INSTRUCTION
Rewrite the material below with every "gray table surface" changed to "gray tabletop" and everything else left as it is. Leave the pictures out of your answer.

DATA EXTRACT
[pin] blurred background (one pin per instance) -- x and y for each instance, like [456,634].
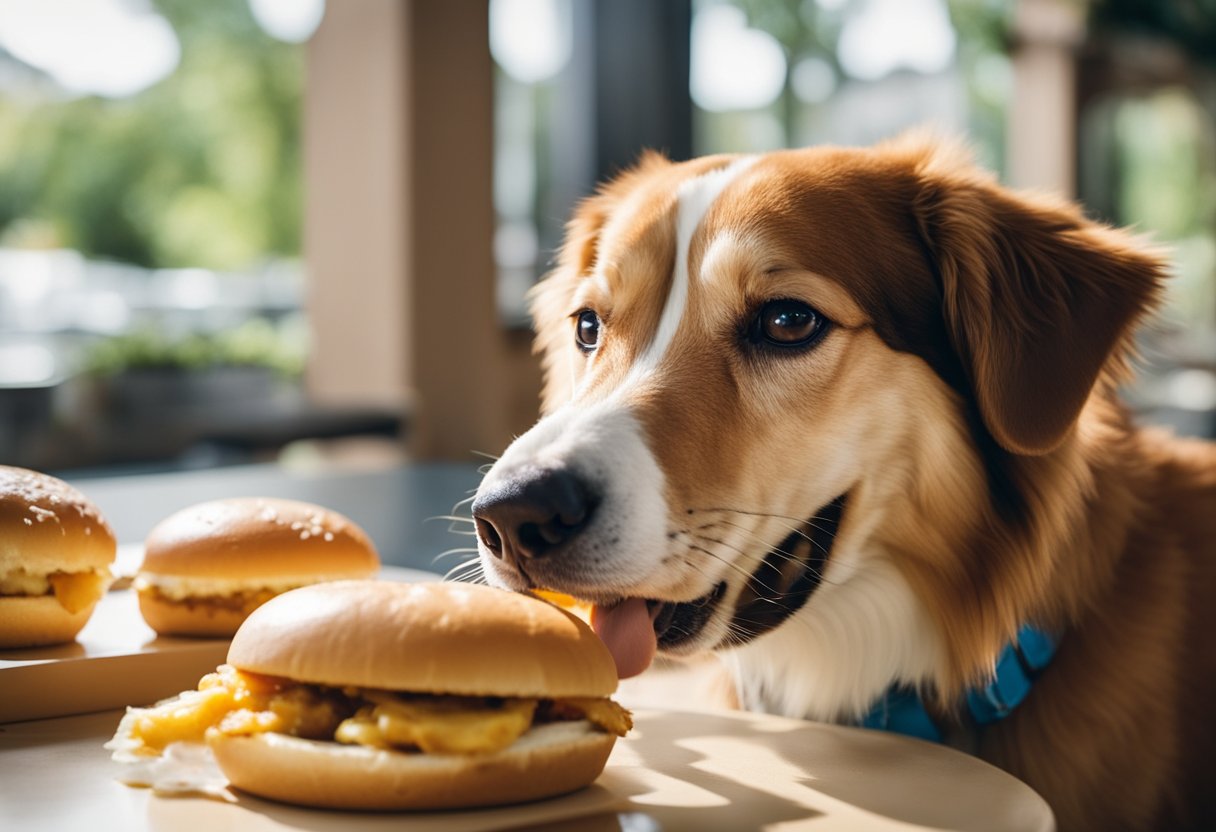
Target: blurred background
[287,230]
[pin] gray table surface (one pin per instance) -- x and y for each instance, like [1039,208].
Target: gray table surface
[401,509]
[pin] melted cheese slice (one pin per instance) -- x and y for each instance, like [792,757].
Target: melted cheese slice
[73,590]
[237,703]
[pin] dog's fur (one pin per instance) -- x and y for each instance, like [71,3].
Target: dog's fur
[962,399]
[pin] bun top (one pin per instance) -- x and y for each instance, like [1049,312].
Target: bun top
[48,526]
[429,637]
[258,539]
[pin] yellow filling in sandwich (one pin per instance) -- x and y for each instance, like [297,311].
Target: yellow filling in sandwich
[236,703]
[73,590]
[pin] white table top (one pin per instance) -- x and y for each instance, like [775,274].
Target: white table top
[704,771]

OUTPUT FOR THIS EXERCISE
[pin] blurred background (one pin per instance) -- x and y for each instance, like [456,634].
Target: blurred background
[287,230]
[pin] gray tabletop (one pin per instance) -- x and y for each instance, like [1039,208].
Target: gray tabletop
[401,509]
[pin] melted cheese slice (one pin per instance) -- x and y for each instance, like [792,757].
Target: melted cheese slice
[73,590]
[237,703]
[pin] dog's fur (one pin per instance) -- x and y for each instance, like [71,3].
Target: dog's fur
[962,399]
[pin] bun top (one pin per instance) -- x and y for each instance, like [1049,312].
Target: bun top
[48,526]
[429,637]
[258,539]
[pin] yellow filling in sandwich (one pin per instance) -- x and y for each instance, like [297,311].
Target: yellow filling in sandwich
[236,703]
[73,590]
[pin] white table top (one pin per instance) -- x and y for each instance, like [775,274].
Target: white table top
[704,771]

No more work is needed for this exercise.